**What to do:** Every record below, from first to last, should be copied exactly; leave the pictures out.

**Records shown:**
=== Section Start ===
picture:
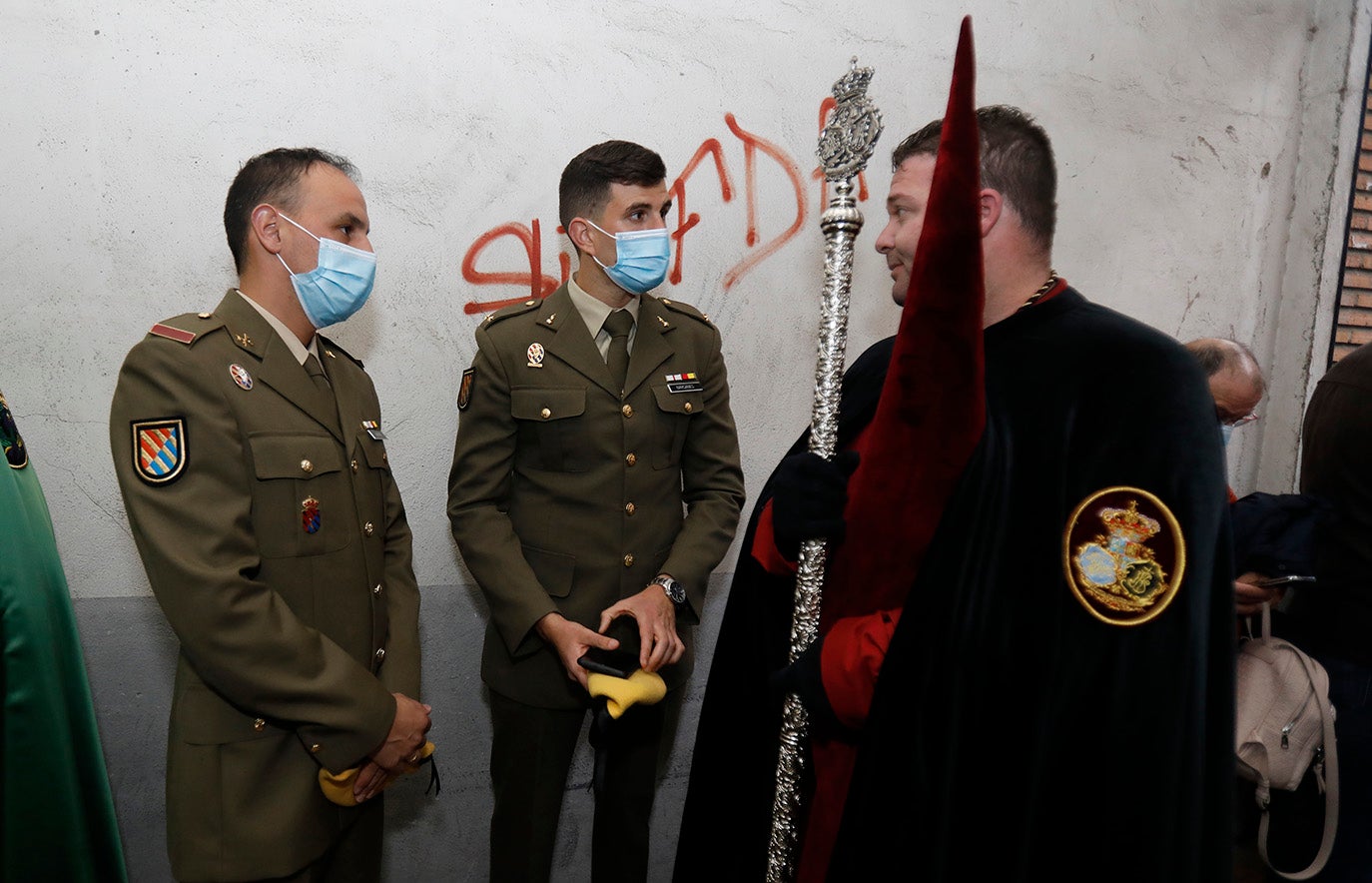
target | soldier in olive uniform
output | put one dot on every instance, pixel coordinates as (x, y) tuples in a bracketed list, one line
[(596, 475), (253, 467)]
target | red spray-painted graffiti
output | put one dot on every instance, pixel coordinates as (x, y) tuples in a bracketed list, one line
[(539, 285)]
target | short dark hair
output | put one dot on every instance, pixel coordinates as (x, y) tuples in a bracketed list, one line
[(1016, 160), (585, 186), (269, 178)]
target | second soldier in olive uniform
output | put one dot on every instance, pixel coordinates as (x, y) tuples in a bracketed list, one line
[(578, 495)]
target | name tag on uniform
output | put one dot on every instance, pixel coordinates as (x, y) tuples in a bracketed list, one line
[(683, 384)]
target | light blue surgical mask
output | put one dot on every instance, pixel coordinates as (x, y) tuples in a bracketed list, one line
[(338, 288), (641, 259)]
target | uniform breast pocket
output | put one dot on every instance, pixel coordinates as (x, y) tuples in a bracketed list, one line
=== Section End ===
**Exercise output:**
picture:
target | soldier in olive uniform
output | put one dot on every instance, pixel coordinates as (x, y) tuples in a bracketed list, one line
[(596, 475), (253, 467)]
target | red spray-painted graffiti
output | put one dot on every instance, pixel coordinates as (x, y) tuples in a bracketed list, one line
[(539, 285)]
target | short dark hair
output | put one dot on every instance, pixel coordinates as (x, y) tuples in a bracketed list, one line
[(1016, 160), (585, 186), (269, 178)]
target | second soldier in olive uniform
output | put one dot on every instance, pixel coordinates as (x, y) tuples in a bracketed list, one line
[(578, 495)]
target | name tag on uniform
output | put one dot on every instance, pixel coordinates as (x, y) tuples in a bracketed list, one line
[(683, 384)]
target | light blue surgical mask
output | put one dot on every instance, pixel coordinates as (x, y) tuples in a bracketed list, one line
[(338, 288), (641, 259)]
target | uniform breast pocket
output | put one dot on every instance, pixel coordinates as (x, y) tuples in a bracketed list, one line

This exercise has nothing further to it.